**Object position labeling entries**
########################################
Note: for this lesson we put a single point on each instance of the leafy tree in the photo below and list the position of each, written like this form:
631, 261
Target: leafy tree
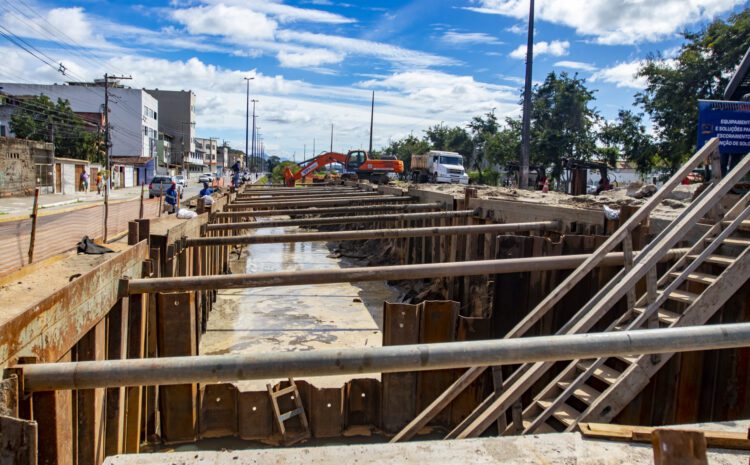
562, 121
404, 148
272, 161
626, 139
701, 70
39, 118
277, 174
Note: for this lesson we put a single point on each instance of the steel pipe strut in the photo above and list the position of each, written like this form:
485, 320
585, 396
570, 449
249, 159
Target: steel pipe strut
371, 273
496, 228
311, 203
389, 359
326, 210
340, 220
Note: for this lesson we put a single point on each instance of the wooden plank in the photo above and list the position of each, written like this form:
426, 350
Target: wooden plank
176, 330
218, 411
400, 326
117, 339
90, 402
255, 415
137, 319
438, 321
679, 447
19, 441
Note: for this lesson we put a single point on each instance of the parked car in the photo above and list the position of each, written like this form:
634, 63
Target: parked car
160, 184
181, 181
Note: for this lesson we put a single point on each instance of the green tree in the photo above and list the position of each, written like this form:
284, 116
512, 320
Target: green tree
562, 121
701, 70
277, 174
272, 161
626, 139
39, 118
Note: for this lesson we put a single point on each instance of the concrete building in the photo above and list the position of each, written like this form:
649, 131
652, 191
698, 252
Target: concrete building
25, 164
207, 148
177, 119
133, 112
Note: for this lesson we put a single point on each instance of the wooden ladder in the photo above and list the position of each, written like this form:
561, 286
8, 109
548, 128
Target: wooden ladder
495, 405
597, 390
644, 266
298, 411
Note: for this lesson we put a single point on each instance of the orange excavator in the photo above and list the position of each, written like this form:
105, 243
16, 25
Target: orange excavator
357, 165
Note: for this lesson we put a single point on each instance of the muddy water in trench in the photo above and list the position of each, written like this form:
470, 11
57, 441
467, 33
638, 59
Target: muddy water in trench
294, 318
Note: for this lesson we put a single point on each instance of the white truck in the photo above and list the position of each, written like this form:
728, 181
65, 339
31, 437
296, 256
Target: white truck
437, 166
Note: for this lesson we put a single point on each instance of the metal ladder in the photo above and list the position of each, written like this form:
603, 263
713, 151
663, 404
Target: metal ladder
572, 386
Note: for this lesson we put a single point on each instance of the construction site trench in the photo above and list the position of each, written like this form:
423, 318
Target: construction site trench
371, 307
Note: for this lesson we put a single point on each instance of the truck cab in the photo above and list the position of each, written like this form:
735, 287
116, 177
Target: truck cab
438, 166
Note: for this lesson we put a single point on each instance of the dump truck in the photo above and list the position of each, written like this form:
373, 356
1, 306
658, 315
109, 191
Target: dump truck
438, 166
357, 165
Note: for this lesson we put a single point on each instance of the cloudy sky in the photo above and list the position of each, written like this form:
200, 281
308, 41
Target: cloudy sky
316, 62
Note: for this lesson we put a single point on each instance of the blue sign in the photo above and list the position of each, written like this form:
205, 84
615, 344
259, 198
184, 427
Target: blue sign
729, 121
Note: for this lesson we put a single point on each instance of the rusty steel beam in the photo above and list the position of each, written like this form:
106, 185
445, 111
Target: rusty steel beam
340, 220
297, 197
389, 359
493, 228
315, 203
328, 210
373, 273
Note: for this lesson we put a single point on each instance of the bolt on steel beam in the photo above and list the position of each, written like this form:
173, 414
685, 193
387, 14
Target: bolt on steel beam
495, 228
372, 273
340, 220
389, 359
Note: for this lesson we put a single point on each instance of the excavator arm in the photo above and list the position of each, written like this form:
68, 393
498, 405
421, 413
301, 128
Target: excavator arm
311, 165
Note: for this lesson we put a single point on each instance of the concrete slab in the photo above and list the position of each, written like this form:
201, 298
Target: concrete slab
295, 318
553, 449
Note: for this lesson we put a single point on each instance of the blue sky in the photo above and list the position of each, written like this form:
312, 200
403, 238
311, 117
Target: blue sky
315, 62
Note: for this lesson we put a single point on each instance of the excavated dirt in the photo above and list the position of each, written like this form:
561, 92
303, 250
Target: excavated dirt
614, 198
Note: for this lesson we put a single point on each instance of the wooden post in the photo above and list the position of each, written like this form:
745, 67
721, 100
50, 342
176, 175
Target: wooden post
117, 338
176, 332
140, 210
33, 224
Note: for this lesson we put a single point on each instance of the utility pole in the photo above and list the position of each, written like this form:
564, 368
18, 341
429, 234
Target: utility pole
526, 124
372, 118
108, 147
247, 120
252, 157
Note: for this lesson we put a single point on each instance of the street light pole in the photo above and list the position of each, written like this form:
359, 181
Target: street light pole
252, 157
247, 118
526, 124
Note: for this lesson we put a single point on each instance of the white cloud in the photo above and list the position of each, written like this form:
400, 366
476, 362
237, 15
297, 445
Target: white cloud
578, 65
615, 21
622, 75
361, 47
556, 48
309, 58
286, 13
464, 38
228, 21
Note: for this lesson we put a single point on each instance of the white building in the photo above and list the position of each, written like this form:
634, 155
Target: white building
133, 114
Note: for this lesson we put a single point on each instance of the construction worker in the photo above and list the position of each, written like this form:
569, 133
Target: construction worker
170, 198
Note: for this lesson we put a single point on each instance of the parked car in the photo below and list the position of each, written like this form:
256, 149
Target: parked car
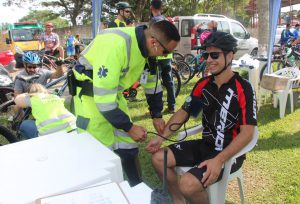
########################################
**Problem to solve**
Locate each line in the entries above that contains the word "below", and copy every such line in full.

**Exercise response**
Note: for this lesson we put a single point on each instance of the leafy tree in the photo below and list the position of each, written like this form:
Note: for this lesson we put a single point on each instance of the parked car in the photo below and list the position of each, written like this form:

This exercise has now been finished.